* Start STORED DATA *

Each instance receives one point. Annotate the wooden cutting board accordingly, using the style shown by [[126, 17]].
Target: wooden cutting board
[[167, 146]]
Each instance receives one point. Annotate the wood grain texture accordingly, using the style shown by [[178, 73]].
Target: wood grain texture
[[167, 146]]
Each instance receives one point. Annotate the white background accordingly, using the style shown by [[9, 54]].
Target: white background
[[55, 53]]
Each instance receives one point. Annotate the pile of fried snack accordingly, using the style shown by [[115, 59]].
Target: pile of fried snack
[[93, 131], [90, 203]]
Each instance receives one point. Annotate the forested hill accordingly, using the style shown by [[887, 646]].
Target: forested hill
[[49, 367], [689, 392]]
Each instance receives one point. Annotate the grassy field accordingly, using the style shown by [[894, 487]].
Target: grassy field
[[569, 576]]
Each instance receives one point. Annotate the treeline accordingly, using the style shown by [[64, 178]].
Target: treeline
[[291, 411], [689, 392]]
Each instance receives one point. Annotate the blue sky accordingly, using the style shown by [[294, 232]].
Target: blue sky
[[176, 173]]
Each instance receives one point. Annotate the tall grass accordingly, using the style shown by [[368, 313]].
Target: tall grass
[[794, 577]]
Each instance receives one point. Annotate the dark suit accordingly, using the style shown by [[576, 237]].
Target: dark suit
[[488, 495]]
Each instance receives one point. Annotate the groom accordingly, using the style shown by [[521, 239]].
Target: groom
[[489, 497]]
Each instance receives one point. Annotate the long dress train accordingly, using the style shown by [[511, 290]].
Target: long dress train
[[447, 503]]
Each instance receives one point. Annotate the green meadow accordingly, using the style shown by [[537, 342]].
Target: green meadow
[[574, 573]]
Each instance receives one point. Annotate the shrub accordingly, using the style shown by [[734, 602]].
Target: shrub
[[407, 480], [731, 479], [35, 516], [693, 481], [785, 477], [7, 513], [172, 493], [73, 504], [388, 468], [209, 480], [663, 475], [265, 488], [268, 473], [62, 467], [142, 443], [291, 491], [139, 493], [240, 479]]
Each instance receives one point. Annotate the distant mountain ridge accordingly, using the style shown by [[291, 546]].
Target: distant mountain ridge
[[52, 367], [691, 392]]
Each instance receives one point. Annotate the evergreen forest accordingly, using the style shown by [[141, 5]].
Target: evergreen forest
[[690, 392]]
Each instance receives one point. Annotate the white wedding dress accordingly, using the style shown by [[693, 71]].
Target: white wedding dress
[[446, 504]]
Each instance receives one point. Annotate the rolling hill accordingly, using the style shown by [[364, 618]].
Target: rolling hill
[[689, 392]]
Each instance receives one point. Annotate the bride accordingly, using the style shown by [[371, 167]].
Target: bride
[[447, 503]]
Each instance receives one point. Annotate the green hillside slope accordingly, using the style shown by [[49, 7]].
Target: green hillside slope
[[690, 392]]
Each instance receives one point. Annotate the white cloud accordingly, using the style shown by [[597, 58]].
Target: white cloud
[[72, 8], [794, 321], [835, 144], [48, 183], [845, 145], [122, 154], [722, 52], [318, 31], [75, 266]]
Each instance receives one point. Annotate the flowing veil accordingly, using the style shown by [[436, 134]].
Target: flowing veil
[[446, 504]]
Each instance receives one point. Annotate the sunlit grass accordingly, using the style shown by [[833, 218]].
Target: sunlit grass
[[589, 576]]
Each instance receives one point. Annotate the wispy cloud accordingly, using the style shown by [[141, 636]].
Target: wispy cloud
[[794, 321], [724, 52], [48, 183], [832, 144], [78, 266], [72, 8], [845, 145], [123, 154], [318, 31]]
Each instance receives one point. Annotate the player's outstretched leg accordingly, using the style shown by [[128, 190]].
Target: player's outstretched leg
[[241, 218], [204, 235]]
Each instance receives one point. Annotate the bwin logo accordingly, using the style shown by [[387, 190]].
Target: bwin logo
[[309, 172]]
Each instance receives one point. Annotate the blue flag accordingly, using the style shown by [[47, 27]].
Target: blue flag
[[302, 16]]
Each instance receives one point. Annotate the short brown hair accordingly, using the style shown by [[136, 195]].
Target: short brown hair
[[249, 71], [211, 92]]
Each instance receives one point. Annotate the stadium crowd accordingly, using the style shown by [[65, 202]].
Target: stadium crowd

* End STORED DATA *

WORK REQUIRED: Output exactly the lines above, from the one holding "Each instance receives one point. Annotate the bwin" through the end of the data, including the first and last.

EXERCISE OUTPUT:
Each instance receives one point. Annotate the bwin logo accordingly, using the style shown by [[387, 190]].
Target: bwin logo
[[309, 172]]
Each instance receives one point. Annotate the blue flag accordingly, using the style shown by [[47, 27]].
Target: blue flag
[[302, 16]]
Each instance receives one point. Annotate the short brown hair accordingly, using the style shown by [[136, 195]].
Target: short brown hair
[[249, 71], [211, 92]]
Each instance receives one point. Annotate the stadium crowd accordingly, using the style shown by [[65, 202]].
Target: stadium crowd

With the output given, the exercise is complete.